═══ Extracted information

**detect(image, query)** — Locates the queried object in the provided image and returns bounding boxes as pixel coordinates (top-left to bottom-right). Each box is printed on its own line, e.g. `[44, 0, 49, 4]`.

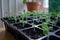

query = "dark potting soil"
[23, 28, 44, 39]
[13, 23, 32, 29]
[55, 31, 60, 36]
[38, 24, 59, 32]
[42, 36, 60, 40]
[56, 20, 60, 26]
[7, 19, 20, 23]
[28, 20, 42, 25]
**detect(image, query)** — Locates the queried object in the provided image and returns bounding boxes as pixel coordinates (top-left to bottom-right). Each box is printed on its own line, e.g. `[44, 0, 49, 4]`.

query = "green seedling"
[42, 24, 49, 35]
[23, 0, 27, 4]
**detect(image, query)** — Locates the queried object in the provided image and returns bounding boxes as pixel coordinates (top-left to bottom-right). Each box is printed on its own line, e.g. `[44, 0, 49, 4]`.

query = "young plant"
[42, 23, 49, 40]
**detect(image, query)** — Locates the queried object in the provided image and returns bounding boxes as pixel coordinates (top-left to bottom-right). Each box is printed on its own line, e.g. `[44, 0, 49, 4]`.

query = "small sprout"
[49, 27, 53, 30]
[42, 23, 49, 35]
[13, 16, 17, 19]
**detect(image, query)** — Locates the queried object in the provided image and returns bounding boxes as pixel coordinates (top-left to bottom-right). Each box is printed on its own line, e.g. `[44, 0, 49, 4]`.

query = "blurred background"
[0, 0, 49, 27]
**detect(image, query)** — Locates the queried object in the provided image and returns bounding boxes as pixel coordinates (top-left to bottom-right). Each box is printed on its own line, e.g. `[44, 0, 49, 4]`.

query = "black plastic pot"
[42, 35, 60, 40]
[23, 28, 44, 39]
[13, 23, 32, 29]
[38, 24, 59, 32]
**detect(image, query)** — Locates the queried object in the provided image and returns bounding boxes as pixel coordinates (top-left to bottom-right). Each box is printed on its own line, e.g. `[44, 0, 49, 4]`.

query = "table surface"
[0, 27, 15, 40]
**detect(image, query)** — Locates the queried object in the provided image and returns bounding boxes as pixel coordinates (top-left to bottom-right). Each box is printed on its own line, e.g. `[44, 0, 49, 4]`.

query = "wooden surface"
[0, 28, 15, 40]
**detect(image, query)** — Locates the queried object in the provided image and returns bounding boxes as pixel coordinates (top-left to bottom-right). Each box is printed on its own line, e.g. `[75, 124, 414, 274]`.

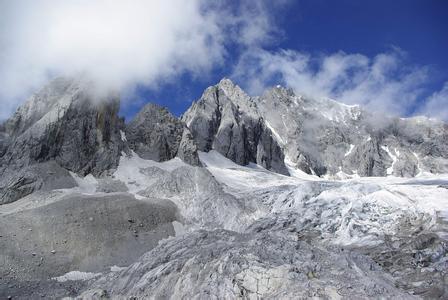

══════

Collect every line in the records above that contains the word "surface", treating uppercase and lowercase as different.

query = "table surface"
query = "wooden surface"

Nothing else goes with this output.